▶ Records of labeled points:
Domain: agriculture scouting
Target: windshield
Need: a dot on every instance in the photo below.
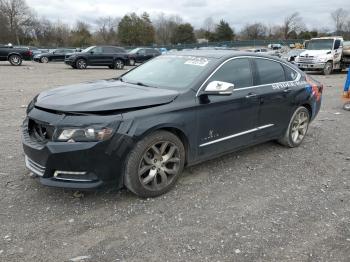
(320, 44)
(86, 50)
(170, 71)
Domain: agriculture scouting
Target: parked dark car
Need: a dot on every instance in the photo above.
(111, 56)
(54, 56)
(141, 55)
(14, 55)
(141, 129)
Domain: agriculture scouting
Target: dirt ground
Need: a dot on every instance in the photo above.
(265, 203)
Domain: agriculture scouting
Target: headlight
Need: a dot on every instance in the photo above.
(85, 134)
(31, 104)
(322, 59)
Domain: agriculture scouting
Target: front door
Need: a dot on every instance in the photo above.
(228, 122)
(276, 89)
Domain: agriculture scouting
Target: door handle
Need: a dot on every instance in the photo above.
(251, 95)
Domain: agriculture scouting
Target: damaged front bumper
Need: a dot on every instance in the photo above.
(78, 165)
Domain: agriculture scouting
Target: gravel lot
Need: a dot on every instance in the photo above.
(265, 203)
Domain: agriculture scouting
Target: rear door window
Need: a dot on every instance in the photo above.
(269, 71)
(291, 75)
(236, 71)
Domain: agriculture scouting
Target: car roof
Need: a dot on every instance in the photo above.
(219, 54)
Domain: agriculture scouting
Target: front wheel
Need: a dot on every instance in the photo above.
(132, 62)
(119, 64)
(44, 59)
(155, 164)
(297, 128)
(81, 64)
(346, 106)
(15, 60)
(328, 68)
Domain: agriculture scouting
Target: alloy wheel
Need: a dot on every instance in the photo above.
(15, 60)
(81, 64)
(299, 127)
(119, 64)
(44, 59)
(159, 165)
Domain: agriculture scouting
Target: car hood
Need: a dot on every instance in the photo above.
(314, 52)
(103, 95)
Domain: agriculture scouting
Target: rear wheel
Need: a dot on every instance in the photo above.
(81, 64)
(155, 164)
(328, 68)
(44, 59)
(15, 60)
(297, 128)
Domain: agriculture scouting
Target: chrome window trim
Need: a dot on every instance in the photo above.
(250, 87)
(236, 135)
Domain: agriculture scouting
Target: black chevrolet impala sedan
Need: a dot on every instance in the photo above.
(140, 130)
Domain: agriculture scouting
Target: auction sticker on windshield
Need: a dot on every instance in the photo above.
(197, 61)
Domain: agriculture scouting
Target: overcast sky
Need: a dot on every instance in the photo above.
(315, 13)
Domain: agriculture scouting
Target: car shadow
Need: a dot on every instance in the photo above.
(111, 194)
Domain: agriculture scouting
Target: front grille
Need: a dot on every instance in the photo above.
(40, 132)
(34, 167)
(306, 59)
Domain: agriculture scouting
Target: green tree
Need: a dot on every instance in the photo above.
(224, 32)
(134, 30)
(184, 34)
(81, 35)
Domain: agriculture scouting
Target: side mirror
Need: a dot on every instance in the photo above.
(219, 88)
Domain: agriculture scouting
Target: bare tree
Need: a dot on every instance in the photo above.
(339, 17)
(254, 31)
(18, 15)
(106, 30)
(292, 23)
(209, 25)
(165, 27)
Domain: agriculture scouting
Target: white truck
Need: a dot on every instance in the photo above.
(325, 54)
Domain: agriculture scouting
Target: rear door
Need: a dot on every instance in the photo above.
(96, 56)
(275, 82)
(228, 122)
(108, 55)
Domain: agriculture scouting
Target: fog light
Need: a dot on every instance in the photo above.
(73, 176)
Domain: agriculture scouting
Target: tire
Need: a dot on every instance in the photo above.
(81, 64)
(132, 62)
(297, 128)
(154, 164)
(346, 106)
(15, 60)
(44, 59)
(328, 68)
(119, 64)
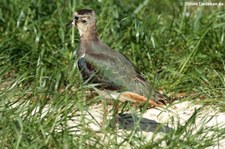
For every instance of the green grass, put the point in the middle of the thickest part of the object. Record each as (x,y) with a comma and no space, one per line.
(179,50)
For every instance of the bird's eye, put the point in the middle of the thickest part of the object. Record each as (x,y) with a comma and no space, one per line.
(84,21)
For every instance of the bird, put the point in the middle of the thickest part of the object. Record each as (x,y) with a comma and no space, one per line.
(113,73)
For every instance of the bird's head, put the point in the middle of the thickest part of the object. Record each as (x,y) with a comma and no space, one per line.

▶ Short exercise:
Copy the data exactly. Any picture it contains is to be omitted.

▶ Written response:
Domain: agriculture scouting
Target: windshield
Need: a dot on every instance in the photo below.
(320, 44)
(86, 50)
(170, 71)
Domain: agriculture scouting
Target: parked dark car
Need: a dot on every instance in the photo above.
(111, 56)
(54, 56)
(141, 55)
(14, 55)
(141, 129)
Domain: agriculture scouting
Target: dirt ground
Need: a dot on every instance in the photo above.
(265, 203)
Domain: agriculture scouting
Target: headlight
Need: a dot on every instance in the photo above.
(85, 134)
(31, 104)
(322, 59)
Domain: agriculture scouting
Target: front door
Need: a dot on every instance in the photo above.
(228, 122)
(276, 89)
Domain: agriculture scouting
Target: door handle
Need: a dot on every instance in the photo above.
(251, 95)
Domain: agriculture scouting
Target: damaged front bumper
Need: a dot on every instance in the photo above.
(78, 165)
Domain: agriculture scouting
Target: gravel lot
Need: a dot on every instance in the photo above.
(265, 203)
Domain: agriculture scouting
Target: rear door window
Need: a dot on every instance in the photo above.
(269, 71)
(291, 75)
(236, 71)
Domain: agriculture scouting
Target: car roof
Need: a dot on every instance in the photo above.
(219, 54)
Domain: agriculture scouting
Target: front wheel
Need: a dot on every instance in the photo above.
(132, 62)
(119, 64)
(44, 59)
(155, 164)
(297, 128)
(81, 64)
(346, 106)
(15, 60)
(328, 68)
Domain: agriculture scouting
Target: alloy wheel
Need: a dot on every instance in the photo above.
(15, 60)
(81, 64)
(299, 127)
(119, 64)
(44, 59)
(159, 165)
Domain: agriculture scouting
Target: car hood
Need: a dot on every instance in the photo above.
(314, 52)
(103, 95)
Domain: agriculture scouting
Target: rear wheel
Need: a dot on every instance in the photo above.
(81, 64)
(155, 164)
(328, 68)
(44, 59)
(15, 60)
(297, 128)
Domain: agriculture scouting
Target: chrome window trim
Need: a dot on every instance in the photo above.
(250, 87)
(236, 135)
Domain: agriculture scouting
Target: black chevrolet impala sedan
Need: a dot on every instance in the photo above.
(140, 130)
Domain: agriculture scouting
Target: auction sticker on windshield
Need: a dot on every instance in the photo above.
(197, 61)
Domain: agriculture scouting
Target: overcast sky
Need: a dot on every instance in the photo above.
(315, 13)
Domain: agriculture scouting
Target: car shadow
Need: a dot on every instance in the photo above.
(111, 194)
Domain: agriculture scouting
Target: front grille
Need: a dot on every instance in the photo above.
(40, 132)
(34, 167)
(306, 59)
Domain: agriculture scouting
Target: green tree
Need: a dot on every instance in the photo above.
(224, 32)
(134, 30)
(184, 34)
(81, 35)
Domain: agriculture scouting
Target: side mirror
Need: a dot on every instance in the photo above.
(219, 88)
Domain: agriculture scouting
Target: bare tree
Need: a dot on every instance in the photo above.
(339, 17)
(254, 31)
(18, 15)
(106, 30)
(292, 23)
(209, 25)
(165, 27)
Domain: agriculture scouting
Target: white truck
Need: a dot on every instance in the photo above.
(325, 54)
Domain: agriculture scouting
Target: rear door
Need: a dot on every instance in the photo above.
(96, 56)
(275, 82)
(228, 122)
(108, 55)
Domain: agriculture scouting
Target: fog light
Need: a dot on every instance in the photo above.
(73, 176)
Domain: agriculture scouting
Target: tire
Need: a dot on every instance in the photo above.
(81, 64)
(132, 62)
(297, 128)
(154, 164)
(346, 106)
(15, 60)
(44, 59)
(328, 68)
(119, 64)
For every instance of the green grass, put the point in the middle of the thickest part of the object. Record each as (x,y) with a comma and no space, one per line.
(179,50)
For every instance of the bird's eye, put the point in the middle of the thickest part of the object. Record each as (x,y) with a comma and no space, one per line.
(84,21)
For every instance of the bird, put the point in the middle of the thickest part of the object. Record each as (x,y) with a comma and no space, one per line.
(113,73)
For every instance of the bird's head, put the point in the middle of the thickest part of the object. Record each as (x,y) with a comma and no space, one per line.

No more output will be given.